Records from a collection
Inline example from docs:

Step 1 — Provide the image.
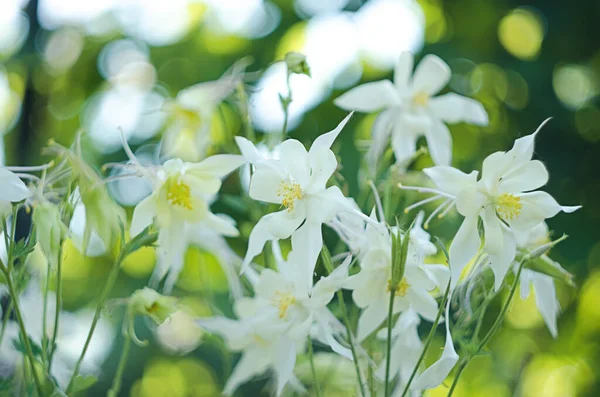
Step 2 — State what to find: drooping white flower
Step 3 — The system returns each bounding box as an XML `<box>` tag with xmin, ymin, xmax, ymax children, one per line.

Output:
<box><xmin>163</xmin><ymin>59</ymin><xmax>248</xmax><ymax>161</ymax></box>
<box><xmin>0</xmin><ymin>167</ymin><xmax>32</xmax><ymax>218</ymax></box>
<box><xmin>401</xmin><ymin>119</ymin><xmax>580</xmax><ymax>289</ymax></box>
<box><xmin>515</xmin><ymin>222</ymin><xmax>566</xmax><ymax>338</ymax></box>
<box><xmin>334</xmin><ymin>52</ymin><xmax>488</xmax><ymax>169</ymax></box>
<box><xmin>131</xmin><ymin>155</ymin><xmax>244</xmax><ymax>291</ymax></box>
<box><xmin>236</xmin><ymin>115</ymin><xmax>354</xmax><ymax>288</ymax></box>
<box><xmin>345</xmin><ymin>210</ymin><xmax>448</xmax><ymax>341</ymax></box>
<box><xmin>198</xmin><ymin>248</ymin><xmax>352</xmax><ymax>395</ymax></box>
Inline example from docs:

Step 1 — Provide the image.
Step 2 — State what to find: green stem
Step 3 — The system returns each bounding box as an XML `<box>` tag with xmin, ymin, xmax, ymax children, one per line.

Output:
<box><xmin>106</xmin><ymin>313</ymin><xmax>134</xmax><ymax>397</ymax></box>
<box><xmin>448</xmin><ymin>256</ymin><xmax>529</xmax><ymax>397</ymax></box>
<box><xmin>2</xmin><ymin>268</ymin><xmax>44</xmax><ymax>397</ymax></box>
<box><xmin>321</xmin><ymin>245</ymin><xmax>367</xmax><ymax>397</ymax></box>
<box><xmin>401</xmin><ymin>281</ymin><xmax>450</xmax><ymax>397</ymax></box>
<box><xmin>48</xmin><ymin>241</ymin><xmax>63</xmax><ymax>373</ymax></box>
<box><xmin>66</xmin><ymin>253</ymin><xmax>124</xmax><ymax>394</ymax></box>
<box><xmin>448</xmin><ymin>358</ymin><xmax>471</xmax><ymax>397</ymax></box>
<box><xmin>384</xmin><ymin>286</ymin><xmax>396</xmax><ymax>397</ymax></box>
<box><xmin>308</xmin><ymin>335</ymin><xmax>321</xmax><ymax>397</ymax></box>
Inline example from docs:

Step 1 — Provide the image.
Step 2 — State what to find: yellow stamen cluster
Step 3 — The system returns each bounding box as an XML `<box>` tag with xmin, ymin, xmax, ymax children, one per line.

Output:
<box><xmin>413</xmin><ymin>91</ymin><xmax>429</xmax><ymax>106</ymax></box>
<box><xmin>277</xmin><ymin>181</ymin><xmax>304</xmax><ymax>212</ymax></box>
<box><xmin>167</xmin><ymin>181</ymin><xmax>192</xmax><ymax>210</ymax></box>
<box><xmin>273</xmin><ymin>291</ymin><xmax>296</xmax><ymax>318</ymax></box>
<box><xmin>387</xmin><ymin>277</ymin><xmax>410</xmax><ymax>297</ymax></box>
<box><xmin>496</xmin><ymin>193</ymin><xmax>523</xmax><ymax>221</ymax></box>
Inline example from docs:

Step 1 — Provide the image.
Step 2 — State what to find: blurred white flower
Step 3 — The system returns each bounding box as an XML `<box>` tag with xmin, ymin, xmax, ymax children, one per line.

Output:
<box><xmin>334</xmin><ymin>52</ymin><xmax>488</xmax><ymax>169</ymax></box>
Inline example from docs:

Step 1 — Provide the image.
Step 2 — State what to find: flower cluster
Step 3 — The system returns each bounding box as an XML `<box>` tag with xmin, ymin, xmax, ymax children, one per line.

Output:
<box><xmin>0</xmin><ymin>53</ymin><xmax>579</xmax><ymax>397</ymax></box>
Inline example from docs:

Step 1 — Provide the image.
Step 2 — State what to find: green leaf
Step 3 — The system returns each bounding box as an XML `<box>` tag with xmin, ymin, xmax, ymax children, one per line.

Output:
<box><xmin>13</xmin><ymin>334</ymin><xmax>42</xmax><ymax>357</ymax></box>
<box><xmin>72</xmin><ymin>376</ymin><xmax>98</xmax><ymax>394</ymax></box>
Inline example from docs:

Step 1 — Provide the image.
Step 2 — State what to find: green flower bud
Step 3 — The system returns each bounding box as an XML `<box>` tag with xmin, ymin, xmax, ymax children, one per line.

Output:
<box><xmin>129</xmin><ymin>287</ymin><xmax>178</xmax><ymax>325</ymax></box>
<box><xmin>33</xmin><ymin>200</ymin><xmax>66</xmax><ymax>266</ymax></box>
<box><xmin>285</xmin><ymin>52</ymin><xmax>310</xmax><ymax>77</ymax></box>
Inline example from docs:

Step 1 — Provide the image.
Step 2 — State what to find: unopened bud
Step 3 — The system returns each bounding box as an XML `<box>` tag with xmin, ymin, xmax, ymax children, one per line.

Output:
<box><xmin>285</xmin><ymin>52</ymin><xmax>310</xmax><ymax>77</ymax></box>
<box><xmin>129</xmin><ymin>287</ymin><xmax>178</xmax><ymax>325</ymax></box>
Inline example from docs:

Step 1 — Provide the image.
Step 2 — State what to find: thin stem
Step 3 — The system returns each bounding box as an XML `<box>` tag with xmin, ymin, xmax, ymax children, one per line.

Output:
<box><xmin>401</xmin><ymin>281</ymin><xmax>450</xmax><ymax>397</ymax></box>
<box><xmin>384</xmin><ymin>286</ymin><xmax>396</xmax><ymax>397</ymax></box>
<box><xmin>2</xmin><ymin>268</ymin><xmax>44</xmax><ymax>397</ymax></box>
<box><xmin>448</xmin><ymin>358</ymin><xmax>471</xmax><ymax>397</ymax></box>
<box><xmin>48</xmin><ymin>241</ymin><xmax>63</xmax><ymax>373</ymax></box>
<box><xmin>308</xmin><ymin>335</ymin><xmax>321</xmax><ymax>397</ymax></box>
<box><xmin>106</xmin><ymin>310</ymin><xmax>134</xmax><ymax>397</ymax></box>
<box><xmin>321</xmin><ymin>245</ymin><xmax>367</xmax><ymax>397</ymax></box>
<box><xmin>448</xmin><ymin>256</ymin><xmax>529</xmax><ymax>397</ymax></box>
<box><xmin>66</xmin><ymin>252</ymin><xmax>124</xmax><ymax>394</ymax></box>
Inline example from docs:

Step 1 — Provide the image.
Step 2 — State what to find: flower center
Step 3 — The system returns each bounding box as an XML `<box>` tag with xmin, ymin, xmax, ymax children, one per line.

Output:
<box><xmin>496</xmin><ymin>193</ymin><xmax>523</xmax><ymax>221</ymax></box>
<box><xmin>277</xmin><ymin>181</ymin><xmax>304</xmax><ymax>212</ymax></box>
<box><xmin>167</xmin><ymin>181</ymin><xmax>192</xmax><ymax>210</ymax></box>
<box><xmin>273</xmin><ymin>291</ymin><xmax>296</xmax><ymax>318</ymax></box>
<box><xmin>413</xmin><ymin>91</ymin><xmax>429</xmax><ymax>106</ymax></box>
<box><xmin>387</xmin><ymin>277</ymin><xmax>410</xmax><ymax>297</ymax></box>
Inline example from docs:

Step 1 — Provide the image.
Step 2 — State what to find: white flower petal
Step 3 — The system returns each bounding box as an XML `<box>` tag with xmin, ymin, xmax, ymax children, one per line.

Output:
<box><xmin>130</xmin><ymin>195</ymin><xmax>156</xmax><ymax>237</ymax></box>
<box><xmin>292</xmin><ymin>219</ymin><xmax>323</xmax><ymax>291</ymax></box>
<box><xmin>423</xmin><ymin>166</ymin><xmax>478</xmax><ymax>197</ymax></box>
<box><xmin>185</xmin><ymin>154</ymin><xmax>246</xmax><ymax>178</ymax></box>
<box><xmin>0</xmin><ymin>167</ymin><xmax>31</xmax><ymax>203</ymax></box>
<box><xmin>525</xmin><ymin>269</ymin><xmax>560</xmax><ymax>338</ymax></box>
<box><xmin>235</xmin><ymin>136</ymin><xmax>265</xmax><ymax>164</ymax></box>
<box><xmin>306</xmin><ymin>148</ymin><xmax>337</xmax><ymax>194</ymax></box>
<box><xmin>486</xmin><ymin>225</ymin><xmax>517</xmax><ymax>291</ymax></box>
<box><xmin>392</xmin><ymin>117</ymin><xmax>419</xmax><ymax>164</ymax></box>
<box><xmin>394</xmin><ymin>51</ymin><xmax>414</xmax><ymax>92</ymax></box>
<box><xmin>242</xmin><ymin>208</ymin><xmax>304</xmax><ymax>273</ymax></box>
<box><xmin>366</xmin><ymin>110</ymin><xmax>397</xmax><ymax>175</ymax></box>
<box><xmin>356</xmin><ymin>300</ymin><xmax>389</xmax><ymax>342</ymax></box>
<box><xmin>498</xmin><ymin>160</ymin><xmax>548</xmax><ymax>193</ymax></box>
<box><xmin>333</xmin><ymin>80</ymin><xmax>401</xmax><ymax>113</ymax></box>
<box><xmin>279</xmin><ymin>139</ymin><xmax>310</xmax><ymax>186</ymax></box>
<box><xmin>223</xmin><ymin>349</ymin><xmax>269</xmax><ymax>396</ymax></box>
<box><xmin>428</xmin><ymin>93</ymin><xmax>489</xmax><ymax>125</ymax></box>
<box><xmin>425</xmin><ymin>122</ymin><xmax>452</xmax><ymax>165</ymax></box>
<box><xmin>481</xmin><ymin>205</ymin><xmax>505</xmax><ymax>255</ymax></box>
<box><xmin>450</xmin><ymin>216</ymin><xmax>481</xmax><ymax>289</ymax></box>
<box><xmin>309</xmin><ymin>113</ymin><xmax>354</xmax><ymax>154</ymax></box>
<box><xmin>510</xmin><ymin>191</ymin><xmax>580</xmax><ymax>230</ymax></box>
<box><xmin>248</xmin><ymin>161</ymin><xmax>285</xmax><ymax>204</ymax></box>
<box><xmin>412</xmin><ymin>54</ymin><xmax>452</xmax><ymax>95</ymax></box>
<box><xmin>273</xmin><ymin>337</ymin><xmax>296</xmax><ymax>396</ymax></box>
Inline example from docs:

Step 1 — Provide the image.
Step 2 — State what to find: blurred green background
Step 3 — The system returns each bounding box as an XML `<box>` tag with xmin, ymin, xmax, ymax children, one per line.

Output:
<box><xmin>0</xmin><ymin>0</ymin><xmax>600</xmax><ymax>397</ymax></box>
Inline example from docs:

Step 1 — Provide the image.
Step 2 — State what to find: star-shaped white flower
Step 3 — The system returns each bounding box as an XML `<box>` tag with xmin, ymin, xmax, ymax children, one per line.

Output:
<box><xmin>345</xmin><ymin>210</ymin><xmax>448</xmax><ymax>341</ymax></box>
<box><xmin>236</xmin><ymin>115</ymin><xmax>362</xmax><ymax>288</ymax></box>
<box><xmin>334</xmin><ymin>52</ymin><xmax>488</xmax><ymax>169</ymax></box>
<box><xmin>401</xmin><ymin>122</ymin><xmax>580</xmax><ymax>289</ymax></box>
<box><xmin>131</xmin><ymin>154</ymin><xmax>244</xmax><ymax>291</ymax></box>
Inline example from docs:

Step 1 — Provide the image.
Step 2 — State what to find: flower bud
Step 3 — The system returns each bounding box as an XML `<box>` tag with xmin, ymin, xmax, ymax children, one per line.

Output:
<box><xmin>33</xmin><ymin>200</ymin><xmax>66</xmax><ymax>266</ymax></box>
<box><xmin>129</xmin><ymin>287</ymin><xmax>178</xmax><ymax>325</ymax></box>
<box><xmin>285</xmin><ymin>52</ymin><xmax>310</xmax><ymax>77</ymax></box>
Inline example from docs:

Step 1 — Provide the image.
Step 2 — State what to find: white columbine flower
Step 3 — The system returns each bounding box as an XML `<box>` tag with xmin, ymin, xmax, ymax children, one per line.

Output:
<box><xmin>345</xmin><ymin>212</ymin><xmax>448</xmax><ymax>341</ymax></box>
<box><xmin>401</xmin><ymin>119</ymin><xmax>580</xmax><ymax>289</ymax></box>
<box><xmin>236</xmin><ymin>115</ymin><xmax>354</xmax><ymax>288</ymax></box>
<box><xmin>130</xmin><ymin>154</ymin><xmax>244</xmax><ymax>291</ymax></box>
<box><xmin>334</xmin><ymin>52</ymin><xmax>488</xmax><ymax>169</ymax></box>
<box><xmin>0</xmin><ymin>167</ymin><xmax>31</xmax><ymax>218</ymax></box>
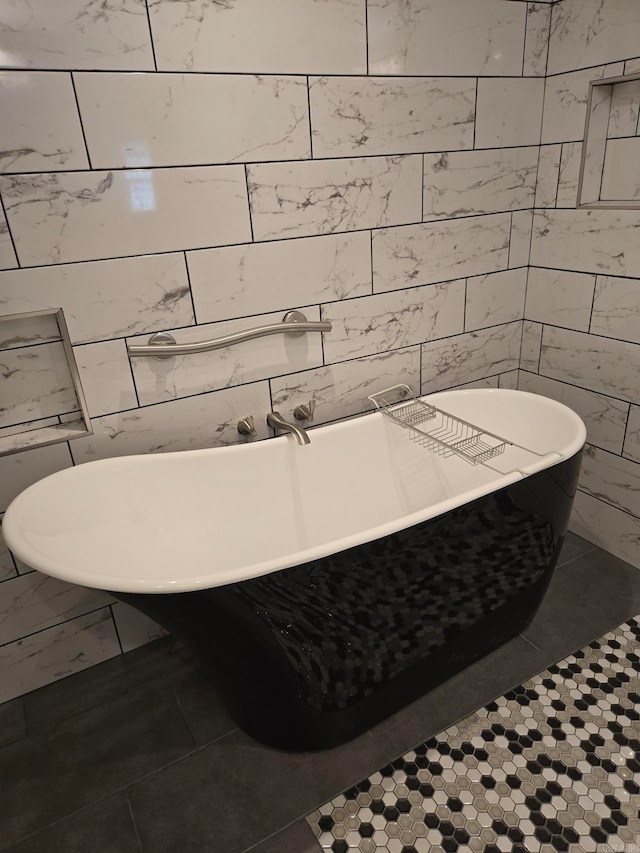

**What is asked:** Return every line in the records above that contains the word "blurred".

**Correct output:**
Step 2 — State what to find: blurred white flower
Step 2 — State what to find: blurred green background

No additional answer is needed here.